▸ Required tasks:
a) In the farm income forecast, how much are direct government farm program payments projected to reach in 2016?
b) Pick up the farm income forecast after its last sentence and keep writing it.

▸ Text provided:

^^^^^^^^

Farm sector profitability is forecast to decline for the third straight year, according to the the Farm Income and Financial Forecasts for 2015 and 2016, recently released by USDA’s Economic Research Service. Net cash farm income for 2016 is forecast at $94.1 billion, down 13.3% from the 2015 estimate. Net farm income is forecast to be $71.5 billion in 2016, down 11.5%. If realized, 2016 net farm income would be the lowest since 2009.
“Today’s farm income forecast underscores the unique ability of American farmers and ranchers to plan ahead and make sharp business decisions in a challenging market, as net farm income for 2015 was revised up significantly to $80.7 billion-an increase of 43% since the February forecast,” said Tom Vilsack, USDA secretary. “Falling production expenses, including the price of fuel and inputs, was the largest contributor to this latest rally by farmers. Just last week, farm exports for 2016 were revised up to one of the highest levels on record, demonstrating that U.S. farmers and ranchers continue to beat expectations.”
Cash receipts are forecast to fall $25.7 billion (6.8%) in 2016, with a $7.1 billion (3.7%) decline in crop receipts. Lower receipts are expected for vegetables/melons, down $3.2 billion (5.5%) and $1.5 billion (7.5%), respectively. Direct government farm program payments are projected to rise $2.7 billion (24.8%) to $13.5 billion in 2016, in part due to the expected price environment.
For the second year in a row production expenses are down. Total production expenses are forecast down $10.1 billion (2.8%) over 2015, led by declines in farm-origin inputs (feed, livestock/poultry, seed) and fuel/oils.

^^^^^^^^

▸ Listed entries:

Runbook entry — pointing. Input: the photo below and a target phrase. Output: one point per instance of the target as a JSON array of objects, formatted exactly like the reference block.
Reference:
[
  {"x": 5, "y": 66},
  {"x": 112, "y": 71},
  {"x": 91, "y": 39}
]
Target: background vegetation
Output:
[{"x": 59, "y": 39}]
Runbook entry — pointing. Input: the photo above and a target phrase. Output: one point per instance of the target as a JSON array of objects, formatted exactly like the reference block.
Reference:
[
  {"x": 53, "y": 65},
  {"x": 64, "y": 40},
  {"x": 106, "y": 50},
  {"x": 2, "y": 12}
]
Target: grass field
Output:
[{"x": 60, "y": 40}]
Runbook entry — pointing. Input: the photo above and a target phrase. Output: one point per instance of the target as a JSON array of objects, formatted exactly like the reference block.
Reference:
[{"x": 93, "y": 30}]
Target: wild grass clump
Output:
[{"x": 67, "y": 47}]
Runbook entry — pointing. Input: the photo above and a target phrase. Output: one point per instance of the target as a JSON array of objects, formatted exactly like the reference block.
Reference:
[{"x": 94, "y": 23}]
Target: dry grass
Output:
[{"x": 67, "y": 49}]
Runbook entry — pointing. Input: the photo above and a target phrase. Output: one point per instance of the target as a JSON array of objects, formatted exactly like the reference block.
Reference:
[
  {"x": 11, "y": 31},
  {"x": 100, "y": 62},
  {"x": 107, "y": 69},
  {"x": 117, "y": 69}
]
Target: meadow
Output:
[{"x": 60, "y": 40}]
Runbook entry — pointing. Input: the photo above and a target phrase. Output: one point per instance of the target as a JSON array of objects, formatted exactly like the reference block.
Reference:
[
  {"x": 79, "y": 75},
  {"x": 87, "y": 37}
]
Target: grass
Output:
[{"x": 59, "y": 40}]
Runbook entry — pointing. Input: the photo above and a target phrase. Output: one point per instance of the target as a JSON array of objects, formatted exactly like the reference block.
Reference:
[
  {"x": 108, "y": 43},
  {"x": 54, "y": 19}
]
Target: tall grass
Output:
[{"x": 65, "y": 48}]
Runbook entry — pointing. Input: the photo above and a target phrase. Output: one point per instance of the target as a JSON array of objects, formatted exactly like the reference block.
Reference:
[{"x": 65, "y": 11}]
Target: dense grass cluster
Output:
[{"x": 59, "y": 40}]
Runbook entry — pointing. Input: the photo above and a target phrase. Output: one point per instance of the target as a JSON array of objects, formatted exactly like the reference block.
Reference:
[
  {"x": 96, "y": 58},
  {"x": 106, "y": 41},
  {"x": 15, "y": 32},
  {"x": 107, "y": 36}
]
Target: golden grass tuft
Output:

^^^^^^^^

▸ Answers for the tasks:
a) $13.5 billion

b)
“Overall, farm income over the last five-year period reflects the highest average five-year period on record. Although net farm income for 2016 is forecast to decline relative to 2015, the 2014 Farm Bill has provided for a comprehensive farm safety net that will ensure financial stability for America’s farming families,” Vilsack said. “Farm Bill program payments-including Agriculture Risk Coverage (ARC), Price Loss Coverage (PLC), and the Margin Protection Program for Dairy (MPP) are forecast to increase nearly 25% to $13.5 billion in 2016. For producers challenged by weather, disease, and falling prices, we will continue to ensure the availability of a strong safety net to keep them farming or ranching.”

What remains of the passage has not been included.